◆ Fragmento del texto ◆
>>>

I. Primero, entonces, esta mañana quiero que toda mente devota OBSERVE EL PODER DEL ESPÍRITU SANTO SEGÚN FUE REVELADO EN LA MUERTE DE ESTEBAN, CON EL OBJETO DE QUE APRENDAMOS A CONFIAR EN ESE PODER.
En este punto nuestras uvas cuelgan en racimos, y quisiéramos que los notaran por separado. Quisiera que observaran, primero, que a pesar de que Esteban estaba rodeado de acérrimos enemigos que sin duda lo denigraban y criticaban y hacían observaciones para turbarlo y distraer su mente, su defensa es maravillosamente lógica, clara, coherente y convincente. Si leen todo el capítulo séptimo, podrían pensar que fue predicado desde este púlpito a una audiencia tan afectuosa, apreciativa y atenta como podrían serlo ustedes: no se lee como un mensaje dirigido a una turba furiosa de intolerantes que crujían sus dientes ante el hombre valeroso y solitario. En un lenguaje calmado, apacible, deliberado, valeroso y punzante, trata con ellos sin temor y sin reservas. Toma el afilado cuchillo de la Palabra y hace pedazos los pecados del pueblo, poniendo al descubierto lo íntimo de sus corazones y los secretos de sus almas: inserta deliberadamente la espada de dos filos entre las junturas y la médula y descubre los pensamientos y las intenciones de sus corazones. No habría podido predicar ese escrutador mensaje con mayor temeridad si hubiera tenido la seguridad de que le agradecerían esa operación; el hecho de que su muerte era cierta no tuvo en él ningún otro efecto que volverlo todavía más celoso.
¿Qué secreto espíritu le ayudó a hablar así? ¿Había preparado ese discurso mediante una larga elaboración y con mucha previsión? ¿Había compuesto cuidadosamente esa oración, y la había revisado y se la había aprendido de memoria? Nada de eso. No había desatendido las palabras de nuestro Salvador: “Mas cuando os entreguen, no os preocupéis por cómo o qué hablaréis; porque en aquella hora os será dado lo que habéis de hablar. Porque no sois vosotros los que habláis, sino el Espíritu de vuestro Padre que habla en vosotros”. Apresado, sin duda, sin un aviso previo, y arrastrado delante del concilio sin que se le permitiera algún momento para deliberación, Esteban se puso en pie y defendió la verdad que está en Jesús y se defendió a sí mismo con toda la habilidad de un experimentado polemista, con toda la deliberación de alguien que se había preparado laboriosamente, y con todo el vigor de alguien cuyo celo era como fuego en sus huesos. ¿A qué atribuimos esa oratoria y esa sabiduría que sus enemigos no podían impugnar? ¿A qué, en verdad, sino al Espíritu Santo? El Espíritu Santo ejerce tal poder sobre la mente humana que si es Su voluntad, habilita a Sus siervos a recoger sus pensamientos dispersos, a concentrar todos sus poderes en un solo tópico, y a decir las palabras de verdad y sobriedad con un poder inusual.

<<<

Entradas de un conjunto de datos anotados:
>>>

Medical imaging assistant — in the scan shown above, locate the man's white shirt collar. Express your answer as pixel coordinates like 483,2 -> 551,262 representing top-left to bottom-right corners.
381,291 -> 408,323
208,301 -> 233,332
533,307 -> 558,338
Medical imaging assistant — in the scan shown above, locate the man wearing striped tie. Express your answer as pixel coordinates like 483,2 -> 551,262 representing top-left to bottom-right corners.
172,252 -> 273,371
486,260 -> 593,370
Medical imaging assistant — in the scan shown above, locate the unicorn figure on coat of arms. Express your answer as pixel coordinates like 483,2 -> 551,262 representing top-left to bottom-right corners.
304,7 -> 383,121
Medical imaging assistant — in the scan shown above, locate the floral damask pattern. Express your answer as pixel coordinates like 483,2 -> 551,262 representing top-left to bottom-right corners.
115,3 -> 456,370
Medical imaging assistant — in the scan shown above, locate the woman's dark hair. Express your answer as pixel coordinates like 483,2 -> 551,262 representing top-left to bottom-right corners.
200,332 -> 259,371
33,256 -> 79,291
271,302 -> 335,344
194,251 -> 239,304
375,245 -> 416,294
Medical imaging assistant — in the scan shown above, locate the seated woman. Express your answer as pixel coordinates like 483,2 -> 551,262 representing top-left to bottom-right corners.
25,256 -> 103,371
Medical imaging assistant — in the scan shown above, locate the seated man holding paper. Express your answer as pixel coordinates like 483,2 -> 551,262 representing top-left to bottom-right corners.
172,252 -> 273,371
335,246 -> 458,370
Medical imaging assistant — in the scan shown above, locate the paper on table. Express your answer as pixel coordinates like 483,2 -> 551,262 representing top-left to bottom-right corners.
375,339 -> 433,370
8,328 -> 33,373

<<<

¿Podrías retomar el sermón sobre la muerte de Esteban justo después de su última frase?

◆ Resultado del ejercicio ◆
Además, el Señor puede también tocar la lengua tartamudeante, y hacerla tan elocuente como lo hizo con Isaías en otros tiempos, para que proclame la verdad en el nombre del Señor. No voy a argüir, hermanos míos, que un ministro, cuando es llamado a hablar por Cristo, debe hablar improvisadamente en todo momento. Yo difiero por completo de esa opinión, pues creo conscientemente que cuando tenemos la oportunidad de estudiar la Palabra, si la desperdiciáramos en la ociosidad, sería una clara presunción confiar en la inmediata inspiración del momento; pero ésto diré: que si el ministro cristiano o cualquiera de ustedes, fueran llamados a hablar por su Maestro no habiendo tenido ninguna preparación, pueden depender confiadamente del Espíritu de Dios para que les ayude en su hora de dificultad, sí, y voy a ir más lejos, y voy a decir que si un mayor número de nuestros ministros creyeran en el poder del Espíritu de Dios para que les ayude en su predicación, ésta sería más efectiva, y Dios la bendeciría más grandemente para la conversión de las almas.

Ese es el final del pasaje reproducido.